------ Texte de la page

Emetteur: Présidence
de la République
Thème: International | Politique Internationale
MERCREDI 3 DECEMBRE 2003
LE PRESIDENT - Je remercie la presse, la presse
française uniquement je crois, enfin il y a peut-être
quelques extensions. En tous les cas, je remercie chacune et chacun
d'entre vous d'être passés ce soir et je répondrai
volontiers à quelques questions.
Ce voyage a pour moi une double importance ou
un double intérêt. D'une part, il s'inscrit dans
le cadre des relations, vous le savez, excellentes entre la Tunisie
et la France, relations politiques, économiques, culturelles
: De ce point de vue, je tenais beaucoup à ce que l'année
ne se termine pas, après être allé au Maroc
et en Algérie, sans être également allé
en Tunisie. Et je suis très reconnaissant au Président
BEN ALI et aux autorités tunisiennes, au peuple tunisien
de me recevoir, de nous recevoir à l'occasion de ce voyage.
Le deuxième centre d'intérêt,
c'est évidemment le " 5+5 ", comme disent les
diplomates : C'est-à-dire la réunion, pour la première
fois, des cinq pays méditerranéens de l'Europe,
enfin les quatre européens plus Malte et les cinq, en tous
les cas les quatre pays méditerranéens de l'Afrique
du Nord. Une réunion tendant à apporter une prise
de conscience affirmée, globale, de l'importance que représentent
non seulement l'Union au Nord comme au Sud de la Méditerranée
mais surtout la relation entre le Nord et le Sud de la Méditerranée.

------------

**Exercice court 1**
D'après la déclaration relative au voyage en Tunisie, répondez aux questions suivantes.
(a) Dans quels deux pays le président s'est-il rendu avant la Tunisie cette année-là ?
(b) Quelle expression des diplomates désigne la réunion évoquée comme deuxième centre d'intérêt ?
(c) Envers qui le président se dit-il très reconnaissant de le recevoir ?
**Exercice court 2**
Poursuivez la déclaration relative au voyage en Tunisie à partir de sa dernière phrase.

------ Données présentées

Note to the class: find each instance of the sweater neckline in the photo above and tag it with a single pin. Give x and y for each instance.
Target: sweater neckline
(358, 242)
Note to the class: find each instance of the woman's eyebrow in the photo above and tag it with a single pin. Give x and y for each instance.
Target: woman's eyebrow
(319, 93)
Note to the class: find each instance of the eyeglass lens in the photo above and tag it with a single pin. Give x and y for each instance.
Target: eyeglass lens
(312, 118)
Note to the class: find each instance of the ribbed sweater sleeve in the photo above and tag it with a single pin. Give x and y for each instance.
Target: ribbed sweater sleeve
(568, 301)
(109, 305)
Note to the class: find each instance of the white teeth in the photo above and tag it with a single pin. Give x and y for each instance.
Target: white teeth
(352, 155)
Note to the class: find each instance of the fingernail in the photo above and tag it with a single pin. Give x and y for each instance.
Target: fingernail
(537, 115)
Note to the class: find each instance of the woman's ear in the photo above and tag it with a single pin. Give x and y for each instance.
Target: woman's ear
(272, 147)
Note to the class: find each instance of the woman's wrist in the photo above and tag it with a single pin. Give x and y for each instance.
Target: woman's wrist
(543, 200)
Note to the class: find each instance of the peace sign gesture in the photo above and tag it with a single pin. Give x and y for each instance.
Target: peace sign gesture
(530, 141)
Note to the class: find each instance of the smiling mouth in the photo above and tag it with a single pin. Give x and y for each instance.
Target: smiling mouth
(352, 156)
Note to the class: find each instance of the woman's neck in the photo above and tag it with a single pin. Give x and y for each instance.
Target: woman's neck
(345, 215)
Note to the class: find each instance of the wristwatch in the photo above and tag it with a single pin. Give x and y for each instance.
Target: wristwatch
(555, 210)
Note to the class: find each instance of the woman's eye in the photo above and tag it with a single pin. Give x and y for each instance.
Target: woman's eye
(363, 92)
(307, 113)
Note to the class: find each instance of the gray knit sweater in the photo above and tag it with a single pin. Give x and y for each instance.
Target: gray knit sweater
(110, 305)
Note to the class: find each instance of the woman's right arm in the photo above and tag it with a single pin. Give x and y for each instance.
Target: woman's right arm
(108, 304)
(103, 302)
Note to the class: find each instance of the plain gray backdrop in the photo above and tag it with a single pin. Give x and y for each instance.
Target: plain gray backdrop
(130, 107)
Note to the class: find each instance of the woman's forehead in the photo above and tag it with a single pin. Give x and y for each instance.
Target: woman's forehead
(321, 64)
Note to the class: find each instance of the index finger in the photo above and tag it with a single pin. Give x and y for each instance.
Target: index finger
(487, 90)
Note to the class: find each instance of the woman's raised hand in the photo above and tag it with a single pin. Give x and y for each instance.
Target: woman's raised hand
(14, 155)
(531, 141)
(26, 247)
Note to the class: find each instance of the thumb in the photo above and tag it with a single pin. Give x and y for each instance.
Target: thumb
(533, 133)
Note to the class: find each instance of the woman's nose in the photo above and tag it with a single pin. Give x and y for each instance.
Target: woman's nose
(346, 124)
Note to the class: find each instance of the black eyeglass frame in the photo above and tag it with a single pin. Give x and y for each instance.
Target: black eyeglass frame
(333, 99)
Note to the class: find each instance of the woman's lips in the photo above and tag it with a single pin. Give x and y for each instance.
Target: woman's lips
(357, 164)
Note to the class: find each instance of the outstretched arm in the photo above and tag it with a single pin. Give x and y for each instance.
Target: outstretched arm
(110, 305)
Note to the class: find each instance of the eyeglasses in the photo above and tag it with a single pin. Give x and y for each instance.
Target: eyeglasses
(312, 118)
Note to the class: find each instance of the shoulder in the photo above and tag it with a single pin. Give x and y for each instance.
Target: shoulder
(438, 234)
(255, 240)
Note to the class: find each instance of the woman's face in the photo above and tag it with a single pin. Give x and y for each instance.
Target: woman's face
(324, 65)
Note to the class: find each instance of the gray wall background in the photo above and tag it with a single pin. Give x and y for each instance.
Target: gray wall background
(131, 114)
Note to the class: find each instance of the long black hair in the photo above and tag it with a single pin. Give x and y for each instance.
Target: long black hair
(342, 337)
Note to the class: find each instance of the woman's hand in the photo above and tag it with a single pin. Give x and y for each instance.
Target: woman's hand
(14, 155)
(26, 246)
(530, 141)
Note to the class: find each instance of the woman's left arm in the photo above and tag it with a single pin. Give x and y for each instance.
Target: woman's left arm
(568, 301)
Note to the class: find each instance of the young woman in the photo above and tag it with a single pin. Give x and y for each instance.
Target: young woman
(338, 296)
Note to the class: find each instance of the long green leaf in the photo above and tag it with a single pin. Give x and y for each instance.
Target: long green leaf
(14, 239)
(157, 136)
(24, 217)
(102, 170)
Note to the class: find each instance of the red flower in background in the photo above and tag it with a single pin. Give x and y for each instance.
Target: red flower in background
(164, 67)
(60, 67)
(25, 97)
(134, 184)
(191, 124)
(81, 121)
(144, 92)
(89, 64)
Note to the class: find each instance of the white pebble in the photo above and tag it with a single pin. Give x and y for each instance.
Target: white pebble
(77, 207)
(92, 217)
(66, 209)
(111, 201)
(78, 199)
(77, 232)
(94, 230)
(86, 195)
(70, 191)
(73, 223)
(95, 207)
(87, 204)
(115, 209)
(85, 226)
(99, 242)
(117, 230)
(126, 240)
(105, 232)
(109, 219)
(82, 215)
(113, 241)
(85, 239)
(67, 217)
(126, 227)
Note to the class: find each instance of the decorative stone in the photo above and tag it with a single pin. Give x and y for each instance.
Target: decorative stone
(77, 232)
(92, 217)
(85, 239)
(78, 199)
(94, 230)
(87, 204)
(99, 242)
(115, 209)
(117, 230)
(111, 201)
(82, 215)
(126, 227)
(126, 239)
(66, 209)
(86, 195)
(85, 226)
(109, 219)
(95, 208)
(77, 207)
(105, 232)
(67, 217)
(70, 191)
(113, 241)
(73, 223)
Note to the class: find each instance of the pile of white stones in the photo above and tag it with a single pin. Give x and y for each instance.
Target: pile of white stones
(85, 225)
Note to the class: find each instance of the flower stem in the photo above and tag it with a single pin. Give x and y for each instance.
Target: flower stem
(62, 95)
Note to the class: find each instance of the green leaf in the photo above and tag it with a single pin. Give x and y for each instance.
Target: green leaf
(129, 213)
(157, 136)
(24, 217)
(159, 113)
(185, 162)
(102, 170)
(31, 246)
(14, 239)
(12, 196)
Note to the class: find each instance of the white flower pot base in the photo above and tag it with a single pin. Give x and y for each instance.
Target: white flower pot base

------------

**Résultat 1**
(a) Au Maroc et en Algérie.
(b) « 5+5 ».
(c) Envers le Président BEN ALI, les autorités tunisiennes et le peuple tunisien.

**Résultat 2**
Que la Méditerranée puisse être, comme je
l'ai lu ici ou là, un pont et non pas une fracture entre
nos pays qui ont beaucoup en commun, tant en ce qui concerne l'Histoire
que la culture et les intérêts.
Voilà dans quel esprit je suis ici et
je répondrai volontiers à une ou deux questions,
si vous le souhaitez.
QUESTION - Monsieur le Président,
pardonnez-moi de vous poser une question qui ne concerne pas directement
la Tunisie mais, en fait, la Libye. On vient de recevoir le communiqué
des familles des victimes dans lequel on en appelle à vous
afin d'intervenir auprès du dirigeant libyen pour trouver
une solution à cette question. Est-ce qu'il y a quelque
chose de prévu avec M. KADHAFI et est-ce que vous comptez
faire quelque chose pour aider les familles ?
LE PRESIDENT - Vous savez, d'abord, qu'il
s'agit d'une négociation dans laquelle ne se trouve pas
l'Etat français, et ni d'ailleurs l'Etat libyen puisque
c'est une négociation entre la Fondation KADHAFI que préside
M. SAYF AL-ISLAM et les représentants des familles. Il
est vrai que j'avais, après les décisions prises
en faveur de la partie américaine pour l'autre attentat,
eu l'occasion d'intervenir auprès du Président libyen
pour soutenir les demandes fondées sur ce précédent,
et exprimées par les représentants des familles
françaises, enfin des familles du vol UTA.
A partir de là, une négociation
a repris ; pour dire la vérité, je pense, qu'elle
a connu des hauts et des bas, comme toujours dans ce type de négociations.
Je soutiens bien entendu la partie française. Je pense
que nous arriverons et que les deux parties arriveront à
un accord. Je le souhaite vivement et j'ai déjà
eu l'occasion de le faire savoir au Président KADHAFI.
Je dois dire d'ailleurs que le Président BEN ALI est lui-même
intervenu pour trouver une solution, pour permettre de dégager
une solution honorable pour chacun dans cette affaire. Je souhaite
qu'on y arrive et je pense qu'on y arrivera.
QUESTION - Monsieur le Président, on a
vu qu'en Tunisie, il y a un développement important de
la classe moyenne, de près de 60 %, une grande majorité
de la population est cultivée. Est-ce qu'on pourrait imaginer
une immigration en France de cette classe dont on pourrait éventuellement
avoir besoin pour certains secteurs en France ?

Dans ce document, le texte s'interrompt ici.